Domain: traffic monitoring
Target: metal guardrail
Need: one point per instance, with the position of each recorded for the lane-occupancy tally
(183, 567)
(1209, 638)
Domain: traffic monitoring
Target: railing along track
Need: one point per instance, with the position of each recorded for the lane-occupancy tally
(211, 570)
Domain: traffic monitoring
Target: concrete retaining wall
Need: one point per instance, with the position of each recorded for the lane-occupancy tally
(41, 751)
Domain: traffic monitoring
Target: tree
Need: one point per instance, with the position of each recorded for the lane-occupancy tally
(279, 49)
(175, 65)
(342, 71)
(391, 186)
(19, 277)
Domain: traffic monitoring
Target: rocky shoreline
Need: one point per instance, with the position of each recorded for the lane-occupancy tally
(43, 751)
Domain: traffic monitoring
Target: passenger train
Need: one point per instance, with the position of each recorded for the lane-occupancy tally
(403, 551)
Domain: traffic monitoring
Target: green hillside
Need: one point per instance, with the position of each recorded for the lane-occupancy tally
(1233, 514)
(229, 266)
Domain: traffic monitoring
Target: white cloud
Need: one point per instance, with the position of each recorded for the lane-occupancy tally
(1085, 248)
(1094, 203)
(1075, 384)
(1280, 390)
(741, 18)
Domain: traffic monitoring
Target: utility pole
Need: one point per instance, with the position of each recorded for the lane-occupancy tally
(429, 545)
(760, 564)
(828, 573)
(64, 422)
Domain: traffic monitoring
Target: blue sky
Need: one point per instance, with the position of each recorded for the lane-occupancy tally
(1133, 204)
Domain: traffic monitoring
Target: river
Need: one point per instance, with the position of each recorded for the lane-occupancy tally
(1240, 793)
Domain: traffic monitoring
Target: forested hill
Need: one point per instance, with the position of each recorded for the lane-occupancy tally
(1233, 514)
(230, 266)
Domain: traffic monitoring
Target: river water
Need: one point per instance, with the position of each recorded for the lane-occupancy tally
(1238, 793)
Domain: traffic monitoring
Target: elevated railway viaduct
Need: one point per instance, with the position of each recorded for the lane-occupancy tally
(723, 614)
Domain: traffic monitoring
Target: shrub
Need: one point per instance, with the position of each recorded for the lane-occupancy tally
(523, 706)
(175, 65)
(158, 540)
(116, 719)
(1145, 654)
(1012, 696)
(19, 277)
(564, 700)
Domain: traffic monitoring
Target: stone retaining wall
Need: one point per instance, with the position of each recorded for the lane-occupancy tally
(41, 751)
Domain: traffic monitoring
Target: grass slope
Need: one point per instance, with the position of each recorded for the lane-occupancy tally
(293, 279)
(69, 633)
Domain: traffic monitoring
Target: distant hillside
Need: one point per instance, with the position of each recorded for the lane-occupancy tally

→ **Given exercise**
Above are some records; repeat all of them exactly.

→ **Worked answer**
Domain: traffic monitoring
Target: metal guardrail
Need: one point per instance, with the position of each recorded for the lane-occupancy tally
(183, 567)
(1209, 638)
Domain: traffic monitoring
Target: railing along track
Need: one point per instance, with the position of each recorded for the lane-occupancy tally
(211, 570)
Domain: traffic monitoring
Target: concrete retaining wall
Need: one point per instance, with the position of each recorded for the lane-occupancy tally
(41, 751)
Domain: traffic monitoring
Target: tree
Need: one point per instance, with the position of each recorded for the lane-occupancy tally
(279, 49)
(175, 65)
(342, 71)
(391, 186)
(19, 277)
Domain: traffic monitoring
Target: rocky shoreline
Need: one point per instance, with the position of each recorded for the lane-occupancy tally
(43, 751)
Domain: traffic monitoring
Target: passenger train
Need: one point per instance, with the position of each recorded for the lane-occupancy tally
(403, 551)
Domain: traffic monitoring
Target: green hillside
Need: one point per instance, with the position of each recorded for the lane-occupancy tally
(1233, 514)
(229, 266)
Domain: traffic monitoring
Target: white cloud
Need: one point per instance, with the position of each recorded for the lane-occupancy tally
(1085, 248)
(1094, 203)
(1075, 384)
(1280, 390)
(741, 18)
Domain: traffic monitoring
Target: utility pole
Need: one point per instance, with the position of each recorded for the lane-occupancy tally
(429, 545)
(760, 564)
(828, 573)
(64, 422)
Domain: traffic monitoring
Target: blue sky
Need: one point per instance, with the position of each recorded for the lane-occupancy tally
(1133, 204)
Domain: traffic monitoring
Target: river
Need: one point per instance, with the position of each recorded for the lane-occupancy tally
(1240, 793)
Domain: traffic monitoring
Target: forested hill
Need: one point per instance, with the position of each recorded for the lane-occupancy tally
(1233, 514)
(230, 266)
Domain: traffic monitoring
Target: river water
Need: one point per instance, with the position of each recorded for the lane-occupancy tally
(1238, 793)
Domain: traffic monitoring
Target: elevated railway viaduct
Need: one point per instance, with the position of each recorded for the lane-occupancy tally
(723, 614)
Domain: traffic monitoring
Target: shrub
Need: one point per instance, with the position of each recorded for the lane-occupancy tally
(523, 706)
(175, 65)
(158, 540)
(116, 719)
(1145, 654)
(1012, 696)
(19, 277)
(564, 700)
Domain: traffic monitoring
Target: stone retaining wall
Need: one point per instance, with the position of each recorded for the lane-occupancy tally
(41, 751)
Domain: traffic monitoring
Target: grass slope
Need: one point per instance, with the position of each recorded for the lane-occupancy tally
(293, 279)
(69, 633)
Domain: traffic monitoring
Target: distant hillside
Need: one point per instance, with the position of each recorded for the lane-occupancy tally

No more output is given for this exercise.